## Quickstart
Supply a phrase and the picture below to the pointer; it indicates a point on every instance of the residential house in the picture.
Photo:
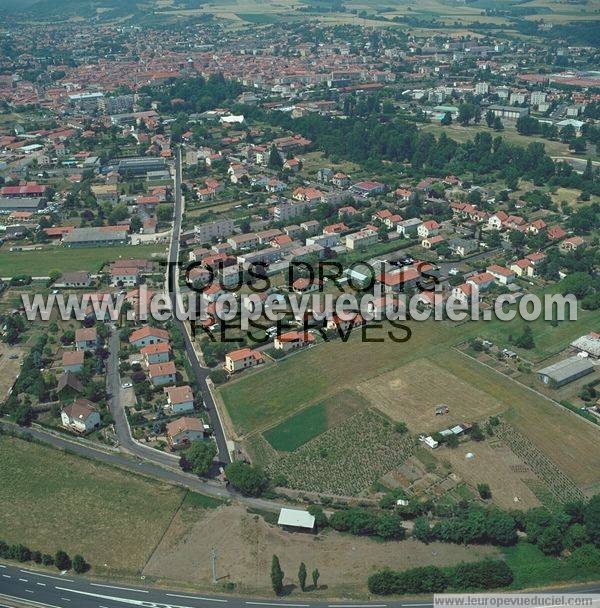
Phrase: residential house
(572, 243)
(68, 385)
(427, 229)
(181, 432)
(361, 239)
(432, 241)
(76, 279)
(81, 416)
(72, 360)
(503, 275)
(148, 335)
(162, 373)
(241, 359)
(292, 340)
(180, 399)
(409, 228)
(482, 280)
(86, 338)
(156, 353)
(496, 221)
--------------------------------
§ Exercise directions
Lay out the lines above as a Markdown table with the columns n and Line, giving each non-blank line its own row with a row number. Leave the pictures out of the table.

§ Output of the task
| n | Line |
|---|---|
| 1 | ## Quickstart |
| 2 | Supply a phrase and the picture below to the pointer; it indicates a point on every instance of the residential house in the picture. |
| 3 | Photo: |
| 4 | Phrase: residential house |
| 5 | (572, 243) |
| 6 | (68, 385) |
| 7 | (427, 229) |
| 8 | (181, 432) |
| 9 | (361, 239) |
| 10 | (432, 241) |
| 11 | (76, 279) |
| 12 | (81, 416) |
| 13 | (72, 360) |
| 14 | (503, 275) |
| 15 | (148, 335) |
| 16 | (162, 373) |
| 17 | (241, 359) |
| 18 | (292, 340) |
| 19 | (180, 399) |
| 20 | (409, 228) |
| 21 | (482, 280) |
| 22 | (86, 338) |
| 23 | (156, 353) |
| 24 | (496, 221) |